## Task data
· · · · · · ·

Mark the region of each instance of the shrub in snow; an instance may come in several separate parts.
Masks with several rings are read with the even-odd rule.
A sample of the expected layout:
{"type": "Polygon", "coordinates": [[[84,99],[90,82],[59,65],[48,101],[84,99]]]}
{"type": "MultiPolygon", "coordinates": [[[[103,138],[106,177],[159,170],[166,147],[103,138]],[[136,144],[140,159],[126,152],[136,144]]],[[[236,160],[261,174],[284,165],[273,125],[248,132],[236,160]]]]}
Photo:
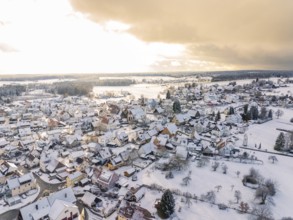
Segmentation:
{"type": "Polygon", "coordinates": [[[168,173],[165,175],[165,178],[166,178],[166,179],[173,179],[173,178],[174,178],[174,175],[173,175],[172,171],[168,172],[168,173]]]}
{"type": "Polygon", "coordinates": [[[228,166],[226,164],[224,164],[222,166],[222,170],[223,170],[223,174],[226,174],[227,173],[227,170],[228,170],[228,166]]]}
{"type": "Polygon", "coordinates": [[[260,206],[260,207],[255,207],[252,210],[252,220],[271,220],[273,218],[273,213],[270,209],[269,206],[260,206]]]}
{"type": "Polygon", "coordinates": [[[246,202],[240,202],[239,209],[240,212],[246,213],[249,210],[249,205],[246,202]]]}
{"type": "Polygon", "coordinates": [[[214,191],[208,191],[206,194],[203,194],[200,196],[201,200],[210,202],[210,203],[215,203],[216,202],[216,194],[214,191]]]}
{"type": "Polygon", "coordinates": [[[219,165],[220,165],[219,162],[214,162],[214,163],[212,164],[212,169],[213,169],[213,171],[216,171],[216,170],[218,169],[219,165]]]}
{"type": "Polygon", "coordinates": [[[218,204],[218,208],[221,210],[226,210],[228,208],[228,206],[223,203],[220,203],[220,204],[218,204]]]}
{"type": "Polygon", "coordinates": [[[272,162],[272,163],[275,163],[278,161],[277,157],[272,155],[272,156],[269,156],[268,159],[272,162]]]}
{"type": "Polygon", "coordinates": [[[242,179],[242,183],[245,186],[250,186],[252,188],[256,188],[258,184],[263,182],[263,177],[260,175],[260,173],[254,169],[251,168],[249,170],[249,174],[245,175],[242,179]],[[254,186],[253,186],[254,185],[254,186]]]}
{"type": "Polygon", "coordinates": [[[275,115],[277,116],[277,118],[280,118],[283,114],[284,114],[284,112],[283,112],[281,109],[278,109],[278,110],[275,112],[275,115]]]}

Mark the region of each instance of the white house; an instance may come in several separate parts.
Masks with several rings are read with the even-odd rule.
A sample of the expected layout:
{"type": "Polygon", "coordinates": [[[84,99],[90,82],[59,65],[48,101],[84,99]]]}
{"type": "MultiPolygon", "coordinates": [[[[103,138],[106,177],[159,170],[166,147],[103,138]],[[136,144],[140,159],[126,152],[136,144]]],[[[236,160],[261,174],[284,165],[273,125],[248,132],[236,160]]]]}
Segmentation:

· · · · · · ·

## Exercise description
All entries must come back exactly as written, though without their pictures.

## Solution to the problem
Mark the region of each instance of the shrub in snow; an instance may come in several separate parts.
Masks with several rings are read with the even-odd rule.
A sample of the expected layout:
{"type": "Polygon", "coordinates": [[[84,99],[90,82],[59,65],[48,101],[84,99]]]}
{"type": "MultiPolygon", "coordinates": [[[[103,138],[106,177],[159,170],[166,147],[103,138]],[[136,144],[140,159],[126,152],[136,144]]],[[[236,160],[261,174],[284,165],[273,125],[248,132],[236,160]]]]}
Photo:
Segmentation:
{"type": "Polygon", "coordinates": [[[168,173],[165,175],[165,178],[166,178],[166,179],[173,179],[173,178],[174,178],[174,175],[173,175],[172,171],[168,172],[168,173]]]}
{"type": "Polygon", "coordinates": [[[228,166],[226,164],[224,164],[222,166],[222,170],[223,170],[223,174],[226,174],[227,173],[227,170],[228,170],[228,166]]]}
{"type": "Polygon", "coordinates": [[[260,206],[260,207],[255,207],[252,210],[252,220],[271,220],[273,218],[273,213],[270,209],[269,206],[260,206]]]}
{"type": "Polygon", "coordinates": [[[246,202],[240,202],[239,209],[240,212],[246,213],[249,210],[249,205],[246,202]]]}
{"type": "Polygon", "coordinates": [[[214,191],[208,191],[206,194],[203,194],[200,196],[201,200],[210,202],[210,203],[215,203],[216,202],[216,194],[214,191]]]}
{"type": "Polygon", "coordinates": [[[219,165],[220,165],[219,162],[214,162],[214,163],[212,164],[212,169],[213,169],[213,171],[216,171],[216,170],[218,169],[219,165]]]}
{"type": "Polygon", "coordinates": [[[218,204],[218,208],[221,210],[226,210],[228,208],[228,206],[223,203],[220,203],[220,204],[218,204]]]}
{"type": "Polygon", "coordinates": [[[272,162],[272,163],[275,163],[278,161],[277,157],[272,155],[272,156],[269,156],[268,159],[272,162]]]}
{"type": "Polygon", "coordinates": [[[242,179],[242,183],[245,186],[250,186],[252,188],[256,188],[258,184],[263,182],[263,177],[260,175],[260,173],[254,169],[251,168],[249,170],[249,174],[245,175],[242,179]],[[254,186],[253,186],[254,185],[254,186]]]}
{"type": "Polygon", "coordinates": [[[275,115],[277,116],[277,118],[280,118],[283,114],[284,114],[284,112],[283,112],[281,109],[278,109],[278,110],[275,112],[275,115]]]}

Mark the region of each instance of the white house; an instance may come in several separate parts.
Masks with several rings are read with the even-odd rule.
A sample of the expected layout:
{"type": "Polygon", "coordinates": [[[84,99],[90,82],[59,65],[48,101],[84,99]]]}
{"type": "MultiPolygon", "coordinates": [[[[103,138],[106,177],[159,170],[166,147],[103,138]],[[136,144],[140,159],[126,152],[136,144]]],[[[236,160],[261,174],[284,165],[273,125],[248,132],[236,160]]]]}
Segmentation:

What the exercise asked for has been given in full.